Task objective —
Leave out the pictures and output exactly the lines below from the one with "point_to(query) gives the position of every instance of the dry" down to the one with "of the building", both of them included.

Data shown —
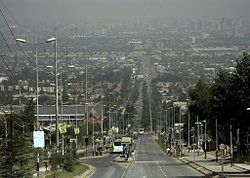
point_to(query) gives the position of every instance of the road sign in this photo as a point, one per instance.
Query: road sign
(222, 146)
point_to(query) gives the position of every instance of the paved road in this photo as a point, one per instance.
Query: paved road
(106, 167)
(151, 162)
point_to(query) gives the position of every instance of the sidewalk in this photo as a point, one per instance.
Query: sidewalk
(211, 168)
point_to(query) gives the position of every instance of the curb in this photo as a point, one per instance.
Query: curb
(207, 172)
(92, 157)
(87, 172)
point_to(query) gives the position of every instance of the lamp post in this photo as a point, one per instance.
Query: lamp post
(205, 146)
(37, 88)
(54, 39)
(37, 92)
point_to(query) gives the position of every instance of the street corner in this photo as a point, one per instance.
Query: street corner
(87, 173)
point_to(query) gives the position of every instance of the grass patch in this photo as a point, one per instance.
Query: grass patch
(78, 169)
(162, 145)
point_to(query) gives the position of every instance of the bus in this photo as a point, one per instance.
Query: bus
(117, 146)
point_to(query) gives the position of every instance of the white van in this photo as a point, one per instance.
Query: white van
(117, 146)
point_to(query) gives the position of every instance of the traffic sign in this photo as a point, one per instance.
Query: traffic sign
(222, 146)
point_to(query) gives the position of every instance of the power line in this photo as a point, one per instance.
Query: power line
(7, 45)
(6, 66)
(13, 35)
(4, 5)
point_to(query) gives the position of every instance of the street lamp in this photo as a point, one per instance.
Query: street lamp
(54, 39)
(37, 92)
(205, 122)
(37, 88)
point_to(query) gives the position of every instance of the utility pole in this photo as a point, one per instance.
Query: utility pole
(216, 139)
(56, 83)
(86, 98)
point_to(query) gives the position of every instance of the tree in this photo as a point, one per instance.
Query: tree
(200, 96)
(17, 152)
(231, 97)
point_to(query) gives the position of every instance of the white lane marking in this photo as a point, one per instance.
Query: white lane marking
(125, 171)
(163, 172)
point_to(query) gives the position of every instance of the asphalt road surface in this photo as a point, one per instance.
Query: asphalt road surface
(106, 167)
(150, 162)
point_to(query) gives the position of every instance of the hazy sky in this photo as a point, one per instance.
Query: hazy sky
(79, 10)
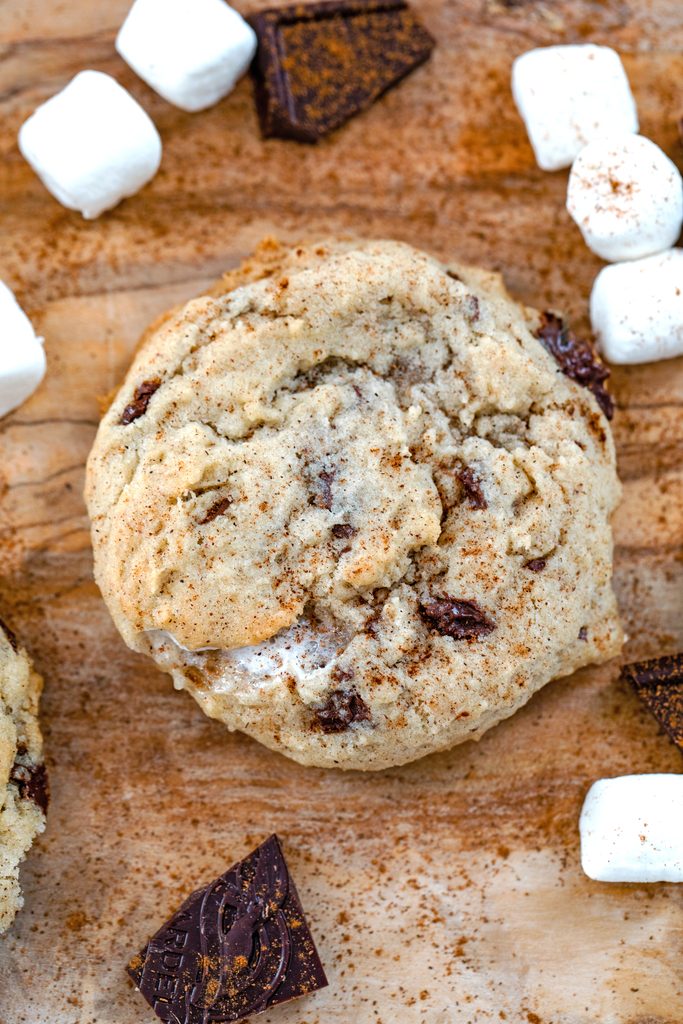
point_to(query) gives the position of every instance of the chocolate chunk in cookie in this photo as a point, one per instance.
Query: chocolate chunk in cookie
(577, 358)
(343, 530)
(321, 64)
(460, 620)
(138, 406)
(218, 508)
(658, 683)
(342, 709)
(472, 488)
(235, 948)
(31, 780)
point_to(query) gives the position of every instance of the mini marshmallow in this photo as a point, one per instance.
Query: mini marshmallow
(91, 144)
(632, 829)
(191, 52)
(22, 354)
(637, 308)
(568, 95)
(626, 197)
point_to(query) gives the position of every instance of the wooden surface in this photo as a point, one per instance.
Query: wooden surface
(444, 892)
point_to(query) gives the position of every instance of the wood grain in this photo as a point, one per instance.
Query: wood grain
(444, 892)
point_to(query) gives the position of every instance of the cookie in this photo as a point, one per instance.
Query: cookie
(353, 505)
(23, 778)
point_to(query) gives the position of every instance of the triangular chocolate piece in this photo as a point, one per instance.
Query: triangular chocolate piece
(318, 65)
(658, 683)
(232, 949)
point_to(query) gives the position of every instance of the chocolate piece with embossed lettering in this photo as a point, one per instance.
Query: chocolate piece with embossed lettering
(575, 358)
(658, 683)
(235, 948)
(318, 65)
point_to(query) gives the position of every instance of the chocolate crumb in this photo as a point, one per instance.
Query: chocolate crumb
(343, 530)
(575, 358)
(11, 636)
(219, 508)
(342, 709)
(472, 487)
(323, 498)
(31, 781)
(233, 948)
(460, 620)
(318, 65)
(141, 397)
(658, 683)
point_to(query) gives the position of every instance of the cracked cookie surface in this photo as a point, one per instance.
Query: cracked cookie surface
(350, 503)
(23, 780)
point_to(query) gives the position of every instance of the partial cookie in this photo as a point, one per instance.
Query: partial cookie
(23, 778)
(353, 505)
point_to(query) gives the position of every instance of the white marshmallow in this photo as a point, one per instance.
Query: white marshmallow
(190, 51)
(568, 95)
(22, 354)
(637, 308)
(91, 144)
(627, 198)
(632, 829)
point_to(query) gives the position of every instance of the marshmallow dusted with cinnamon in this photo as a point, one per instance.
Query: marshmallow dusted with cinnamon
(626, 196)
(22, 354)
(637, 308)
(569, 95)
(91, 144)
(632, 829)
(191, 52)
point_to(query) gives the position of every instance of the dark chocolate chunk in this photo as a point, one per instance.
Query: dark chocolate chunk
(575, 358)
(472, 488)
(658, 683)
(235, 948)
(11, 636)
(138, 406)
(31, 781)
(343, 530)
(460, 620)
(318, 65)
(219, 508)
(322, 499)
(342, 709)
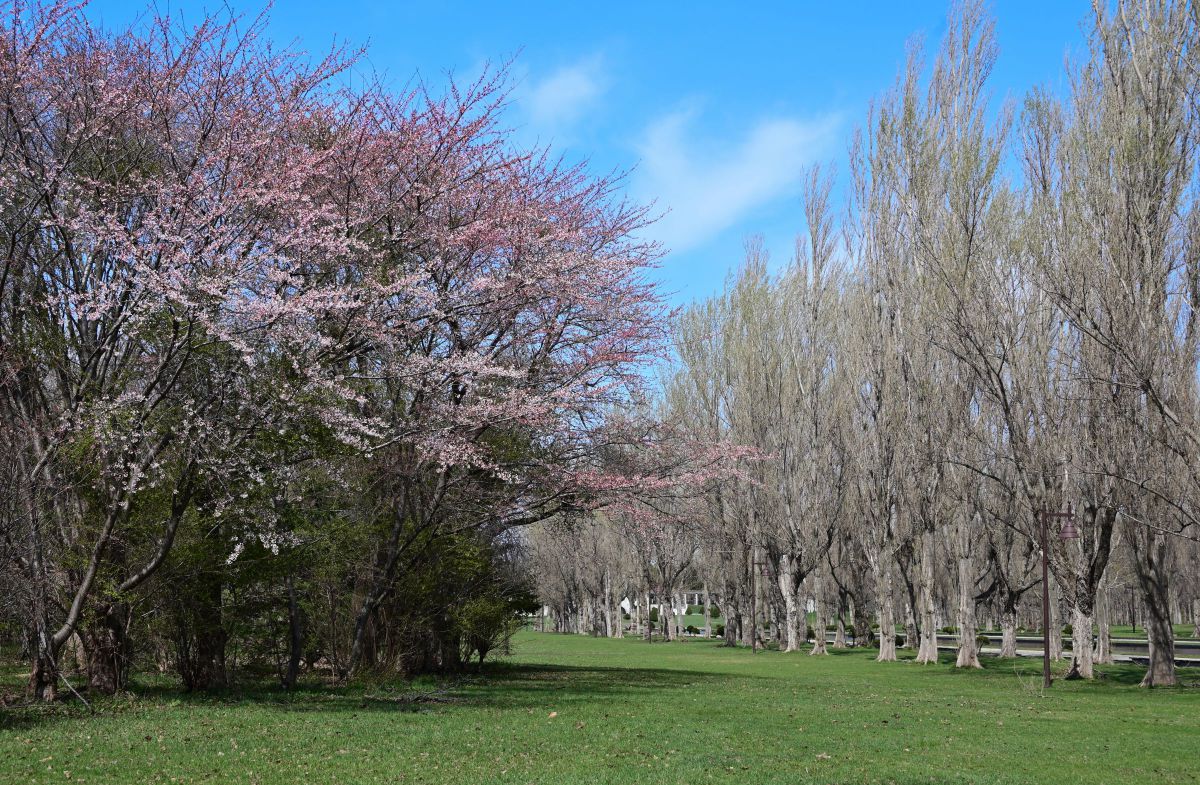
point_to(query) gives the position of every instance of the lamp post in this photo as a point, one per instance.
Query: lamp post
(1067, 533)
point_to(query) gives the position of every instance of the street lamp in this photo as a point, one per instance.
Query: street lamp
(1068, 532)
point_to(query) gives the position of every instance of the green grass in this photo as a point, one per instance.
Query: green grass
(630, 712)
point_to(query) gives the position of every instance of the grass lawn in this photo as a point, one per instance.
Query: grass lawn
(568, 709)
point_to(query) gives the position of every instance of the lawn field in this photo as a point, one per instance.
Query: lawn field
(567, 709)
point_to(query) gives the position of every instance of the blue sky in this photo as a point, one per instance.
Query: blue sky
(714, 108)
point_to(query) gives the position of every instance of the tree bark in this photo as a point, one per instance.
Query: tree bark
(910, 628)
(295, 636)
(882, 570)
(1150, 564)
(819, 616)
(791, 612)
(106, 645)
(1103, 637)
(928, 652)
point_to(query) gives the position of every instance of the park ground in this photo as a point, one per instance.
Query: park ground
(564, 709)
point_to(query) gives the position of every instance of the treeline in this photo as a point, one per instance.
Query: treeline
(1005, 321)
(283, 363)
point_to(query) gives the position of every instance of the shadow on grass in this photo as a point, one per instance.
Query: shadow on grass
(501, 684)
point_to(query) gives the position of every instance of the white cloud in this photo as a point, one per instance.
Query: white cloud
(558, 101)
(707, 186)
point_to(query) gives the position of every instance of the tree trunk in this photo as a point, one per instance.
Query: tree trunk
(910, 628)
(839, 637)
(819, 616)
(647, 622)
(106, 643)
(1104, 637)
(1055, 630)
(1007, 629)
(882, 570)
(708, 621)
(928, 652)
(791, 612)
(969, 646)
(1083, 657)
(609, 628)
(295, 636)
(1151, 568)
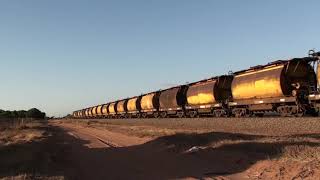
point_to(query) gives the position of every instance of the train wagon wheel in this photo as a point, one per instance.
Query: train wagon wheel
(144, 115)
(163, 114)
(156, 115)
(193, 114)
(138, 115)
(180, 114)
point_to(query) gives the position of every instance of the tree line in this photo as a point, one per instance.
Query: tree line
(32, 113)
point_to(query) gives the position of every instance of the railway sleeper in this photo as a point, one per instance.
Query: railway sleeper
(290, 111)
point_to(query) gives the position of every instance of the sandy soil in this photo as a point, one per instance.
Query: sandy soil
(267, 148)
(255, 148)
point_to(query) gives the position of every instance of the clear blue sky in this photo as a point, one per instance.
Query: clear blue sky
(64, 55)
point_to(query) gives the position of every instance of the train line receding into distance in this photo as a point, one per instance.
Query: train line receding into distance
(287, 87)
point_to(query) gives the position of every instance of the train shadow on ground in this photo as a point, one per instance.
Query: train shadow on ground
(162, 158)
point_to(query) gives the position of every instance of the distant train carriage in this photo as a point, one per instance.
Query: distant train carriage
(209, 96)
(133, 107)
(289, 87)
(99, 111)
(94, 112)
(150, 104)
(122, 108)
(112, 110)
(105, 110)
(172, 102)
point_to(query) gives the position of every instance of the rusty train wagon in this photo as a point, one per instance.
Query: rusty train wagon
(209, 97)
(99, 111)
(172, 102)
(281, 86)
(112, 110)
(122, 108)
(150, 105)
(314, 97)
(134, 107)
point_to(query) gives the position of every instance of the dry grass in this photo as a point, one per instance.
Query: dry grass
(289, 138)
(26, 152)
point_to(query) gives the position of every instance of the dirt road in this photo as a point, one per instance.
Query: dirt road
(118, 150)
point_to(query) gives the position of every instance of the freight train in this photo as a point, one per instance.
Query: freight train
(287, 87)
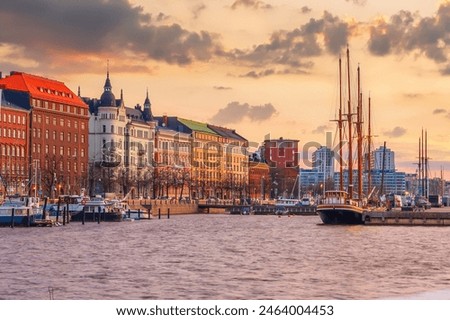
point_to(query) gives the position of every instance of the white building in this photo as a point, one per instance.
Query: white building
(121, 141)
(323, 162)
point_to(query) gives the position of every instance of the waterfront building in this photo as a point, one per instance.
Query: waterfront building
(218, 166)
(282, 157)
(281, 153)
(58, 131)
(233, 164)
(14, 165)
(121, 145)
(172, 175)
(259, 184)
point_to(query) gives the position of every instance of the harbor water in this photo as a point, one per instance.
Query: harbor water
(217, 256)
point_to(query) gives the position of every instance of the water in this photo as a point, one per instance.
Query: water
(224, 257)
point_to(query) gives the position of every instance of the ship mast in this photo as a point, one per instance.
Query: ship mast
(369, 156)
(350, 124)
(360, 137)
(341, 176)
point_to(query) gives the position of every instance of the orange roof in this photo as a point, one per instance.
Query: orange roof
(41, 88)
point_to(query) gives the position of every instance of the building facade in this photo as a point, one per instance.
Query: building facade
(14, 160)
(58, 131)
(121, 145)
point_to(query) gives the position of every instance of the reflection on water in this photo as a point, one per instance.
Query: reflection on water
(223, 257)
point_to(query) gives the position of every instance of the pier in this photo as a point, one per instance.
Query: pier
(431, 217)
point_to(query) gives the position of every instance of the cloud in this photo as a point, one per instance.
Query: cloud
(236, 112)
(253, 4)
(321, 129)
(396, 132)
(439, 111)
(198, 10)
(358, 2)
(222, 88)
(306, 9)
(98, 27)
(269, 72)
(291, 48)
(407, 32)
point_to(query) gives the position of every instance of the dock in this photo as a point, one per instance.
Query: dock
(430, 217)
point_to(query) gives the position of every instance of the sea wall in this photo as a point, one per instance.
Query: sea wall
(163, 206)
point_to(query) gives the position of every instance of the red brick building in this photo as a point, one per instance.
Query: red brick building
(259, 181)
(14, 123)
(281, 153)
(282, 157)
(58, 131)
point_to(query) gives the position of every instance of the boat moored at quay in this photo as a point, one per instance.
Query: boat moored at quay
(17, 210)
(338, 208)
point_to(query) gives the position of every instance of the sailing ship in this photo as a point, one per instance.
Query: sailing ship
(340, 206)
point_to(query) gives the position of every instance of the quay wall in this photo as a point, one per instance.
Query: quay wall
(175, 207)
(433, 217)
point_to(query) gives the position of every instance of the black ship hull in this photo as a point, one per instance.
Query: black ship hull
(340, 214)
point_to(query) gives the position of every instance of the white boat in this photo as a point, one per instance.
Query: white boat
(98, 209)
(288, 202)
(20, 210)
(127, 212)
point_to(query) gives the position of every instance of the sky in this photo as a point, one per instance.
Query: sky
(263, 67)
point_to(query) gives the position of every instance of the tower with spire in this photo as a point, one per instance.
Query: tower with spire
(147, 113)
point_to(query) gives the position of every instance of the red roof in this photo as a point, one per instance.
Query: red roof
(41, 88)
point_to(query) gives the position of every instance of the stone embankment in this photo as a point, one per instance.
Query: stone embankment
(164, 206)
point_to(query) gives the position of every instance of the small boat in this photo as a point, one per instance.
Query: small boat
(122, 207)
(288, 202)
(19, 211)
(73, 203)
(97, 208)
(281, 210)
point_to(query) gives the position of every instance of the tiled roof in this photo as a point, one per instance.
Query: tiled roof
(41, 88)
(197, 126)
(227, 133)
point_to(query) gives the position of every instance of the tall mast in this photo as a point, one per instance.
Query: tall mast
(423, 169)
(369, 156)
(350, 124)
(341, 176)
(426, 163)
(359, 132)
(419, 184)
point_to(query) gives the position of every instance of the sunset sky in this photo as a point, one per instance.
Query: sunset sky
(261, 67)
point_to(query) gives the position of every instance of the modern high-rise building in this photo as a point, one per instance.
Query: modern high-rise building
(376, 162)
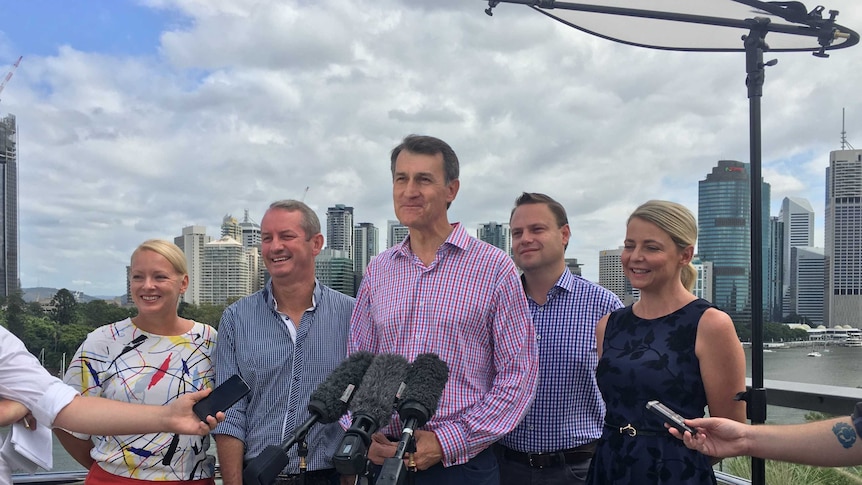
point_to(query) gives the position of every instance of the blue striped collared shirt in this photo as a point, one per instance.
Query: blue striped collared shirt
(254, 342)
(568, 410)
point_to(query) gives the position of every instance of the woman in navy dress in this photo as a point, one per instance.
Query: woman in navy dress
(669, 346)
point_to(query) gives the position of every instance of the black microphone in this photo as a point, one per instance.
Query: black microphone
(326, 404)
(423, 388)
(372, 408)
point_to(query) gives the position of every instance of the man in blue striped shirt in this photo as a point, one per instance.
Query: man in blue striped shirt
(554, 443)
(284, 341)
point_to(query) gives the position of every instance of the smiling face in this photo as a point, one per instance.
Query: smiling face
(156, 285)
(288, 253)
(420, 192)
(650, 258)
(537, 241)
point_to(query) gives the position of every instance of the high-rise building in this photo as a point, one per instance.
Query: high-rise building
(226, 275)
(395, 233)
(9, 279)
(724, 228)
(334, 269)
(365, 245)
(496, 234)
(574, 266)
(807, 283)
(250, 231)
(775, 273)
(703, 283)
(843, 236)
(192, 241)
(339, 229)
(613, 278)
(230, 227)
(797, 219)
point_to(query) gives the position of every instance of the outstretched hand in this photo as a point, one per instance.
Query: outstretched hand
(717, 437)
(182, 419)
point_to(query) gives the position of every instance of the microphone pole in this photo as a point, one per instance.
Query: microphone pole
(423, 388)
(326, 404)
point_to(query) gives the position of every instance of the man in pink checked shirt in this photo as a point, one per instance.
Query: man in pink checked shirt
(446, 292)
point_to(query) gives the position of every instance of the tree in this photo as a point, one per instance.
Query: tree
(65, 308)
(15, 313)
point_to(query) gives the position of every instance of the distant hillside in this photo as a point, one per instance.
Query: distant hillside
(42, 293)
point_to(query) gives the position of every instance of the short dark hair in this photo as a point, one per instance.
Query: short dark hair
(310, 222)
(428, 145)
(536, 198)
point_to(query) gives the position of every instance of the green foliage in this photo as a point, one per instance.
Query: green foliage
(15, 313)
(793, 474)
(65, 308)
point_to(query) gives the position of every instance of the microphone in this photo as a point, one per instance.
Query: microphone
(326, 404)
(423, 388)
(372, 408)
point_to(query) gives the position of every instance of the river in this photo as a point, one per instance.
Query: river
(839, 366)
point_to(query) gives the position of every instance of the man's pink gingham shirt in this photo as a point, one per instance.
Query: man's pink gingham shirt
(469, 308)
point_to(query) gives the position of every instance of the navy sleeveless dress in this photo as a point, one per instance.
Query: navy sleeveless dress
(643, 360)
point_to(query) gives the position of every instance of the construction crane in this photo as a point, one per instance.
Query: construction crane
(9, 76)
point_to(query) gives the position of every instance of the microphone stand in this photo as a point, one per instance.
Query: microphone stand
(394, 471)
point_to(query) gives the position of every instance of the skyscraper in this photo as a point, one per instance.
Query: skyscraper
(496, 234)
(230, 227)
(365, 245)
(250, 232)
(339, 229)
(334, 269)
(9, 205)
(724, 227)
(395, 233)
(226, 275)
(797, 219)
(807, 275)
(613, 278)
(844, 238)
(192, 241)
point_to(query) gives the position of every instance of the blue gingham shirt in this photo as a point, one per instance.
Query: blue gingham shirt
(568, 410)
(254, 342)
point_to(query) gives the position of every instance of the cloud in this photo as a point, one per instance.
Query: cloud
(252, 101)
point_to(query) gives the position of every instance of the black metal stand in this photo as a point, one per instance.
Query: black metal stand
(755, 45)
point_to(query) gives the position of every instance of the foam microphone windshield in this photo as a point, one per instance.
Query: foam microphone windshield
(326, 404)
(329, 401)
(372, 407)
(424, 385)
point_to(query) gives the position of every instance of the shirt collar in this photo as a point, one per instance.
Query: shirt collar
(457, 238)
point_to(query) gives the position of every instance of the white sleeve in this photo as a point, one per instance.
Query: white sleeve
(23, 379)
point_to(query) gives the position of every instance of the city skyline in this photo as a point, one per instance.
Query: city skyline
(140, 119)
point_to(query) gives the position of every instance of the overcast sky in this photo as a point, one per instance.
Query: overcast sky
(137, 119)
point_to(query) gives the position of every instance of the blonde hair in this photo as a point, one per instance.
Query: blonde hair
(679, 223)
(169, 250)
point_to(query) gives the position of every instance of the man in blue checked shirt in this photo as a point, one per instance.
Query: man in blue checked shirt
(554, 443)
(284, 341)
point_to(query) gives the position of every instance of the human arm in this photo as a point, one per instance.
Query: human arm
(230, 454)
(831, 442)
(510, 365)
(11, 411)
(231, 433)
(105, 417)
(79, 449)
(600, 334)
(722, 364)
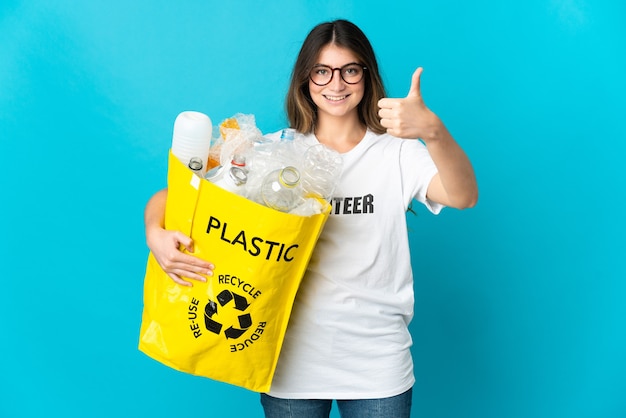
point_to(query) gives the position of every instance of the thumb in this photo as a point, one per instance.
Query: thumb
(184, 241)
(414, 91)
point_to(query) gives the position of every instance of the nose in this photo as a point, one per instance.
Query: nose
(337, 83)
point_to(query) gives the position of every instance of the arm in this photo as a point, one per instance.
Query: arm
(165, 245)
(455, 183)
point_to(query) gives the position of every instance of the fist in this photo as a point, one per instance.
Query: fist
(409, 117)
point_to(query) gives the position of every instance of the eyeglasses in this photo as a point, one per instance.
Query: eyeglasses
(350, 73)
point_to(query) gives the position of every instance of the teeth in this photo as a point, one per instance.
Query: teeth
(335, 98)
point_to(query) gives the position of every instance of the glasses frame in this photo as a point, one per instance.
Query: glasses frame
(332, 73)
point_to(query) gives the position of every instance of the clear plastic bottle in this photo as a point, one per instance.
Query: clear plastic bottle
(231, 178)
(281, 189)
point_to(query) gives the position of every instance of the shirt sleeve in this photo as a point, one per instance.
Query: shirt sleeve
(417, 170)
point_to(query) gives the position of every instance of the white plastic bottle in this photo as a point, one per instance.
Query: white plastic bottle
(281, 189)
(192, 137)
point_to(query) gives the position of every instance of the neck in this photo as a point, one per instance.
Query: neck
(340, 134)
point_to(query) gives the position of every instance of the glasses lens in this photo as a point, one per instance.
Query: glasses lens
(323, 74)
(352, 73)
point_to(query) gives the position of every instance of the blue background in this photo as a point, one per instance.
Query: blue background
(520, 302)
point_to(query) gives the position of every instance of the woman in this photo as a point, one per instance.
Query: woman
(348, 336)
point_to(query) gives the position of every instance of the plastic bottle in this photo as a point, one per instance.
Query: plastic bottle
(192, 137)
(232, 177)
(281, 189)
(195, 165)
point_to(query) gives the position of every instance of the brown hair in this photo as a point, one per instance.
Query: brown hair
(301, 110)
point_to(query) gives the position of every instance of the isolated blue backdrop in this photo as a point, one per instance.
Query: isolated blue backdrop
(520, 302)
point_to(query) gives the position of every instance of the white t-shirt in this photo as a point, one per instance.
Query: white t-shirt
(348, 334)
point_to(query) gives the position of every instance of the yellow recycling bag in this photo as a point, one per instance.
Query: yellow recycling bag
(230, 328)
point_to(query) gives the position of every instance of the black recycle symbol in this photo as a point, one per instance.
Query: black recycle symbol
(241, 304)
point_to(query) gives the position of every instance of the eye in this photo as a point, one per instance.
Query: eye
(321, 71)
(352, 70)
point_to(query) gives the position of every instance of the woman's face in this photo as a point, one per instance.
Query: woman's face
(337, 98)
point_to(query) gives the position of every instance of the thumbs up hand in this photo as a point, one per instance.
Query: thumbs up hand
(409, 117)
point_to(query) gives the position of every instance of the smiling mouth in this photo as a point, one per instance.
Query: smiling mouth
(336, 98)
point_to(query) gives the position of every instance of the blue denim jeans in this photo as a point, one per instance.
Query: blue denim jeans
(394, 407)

Answer below —
point_to(query) gives the position of every instance of the dry grass in this photo as a point, one per instance.
Query: dry grass
(289, 138)
(26, 152)
point_to(query) gives the position of every instance of the dirt road in this photo as a point, one per instance.
Query: dirt road
(118, 150)
point_to(query) gives the position of every instance of the freight train in this photo as a point, one per instance.
Query: freight train
(287, 87)
point_to(query) gives the position of every instance of the white building in this photo as a point, one per instance.
Query: white building
(121, 141)
(323, 162)
point_to(query) gives the position of every instance of the waterfront building in this photo as a point, one per instance.
Query: waterfront building
(218, 166)
(282, 157)
(281, 153)
(58, 131)
(233, 164)
(14, 165)
(121, 145)
(172, 175)
(259, 184)
point_to(query) gives the position of every instance of the harbor water in this photo as a point, one per instance.
Query: harbor water
(217, 256)
point_to(query) gives the position of every instance of the water in this photo as a point, one per instance.
Query: water
(224, 257)
point_to(query) gives the position of every instance of the ship mast in this photo as a point, one per instance.
Query: ship mast
(369, 156)
(350, 124)
(360, 137)
(341, 176)
point_to(query) gives the position of every instance of the orange roof in this photo as a point, one per instance.
Query: orange roof
(41, 88)
point_to(query) gives the position of every instance of the building facade in this photo as a point, one per instance.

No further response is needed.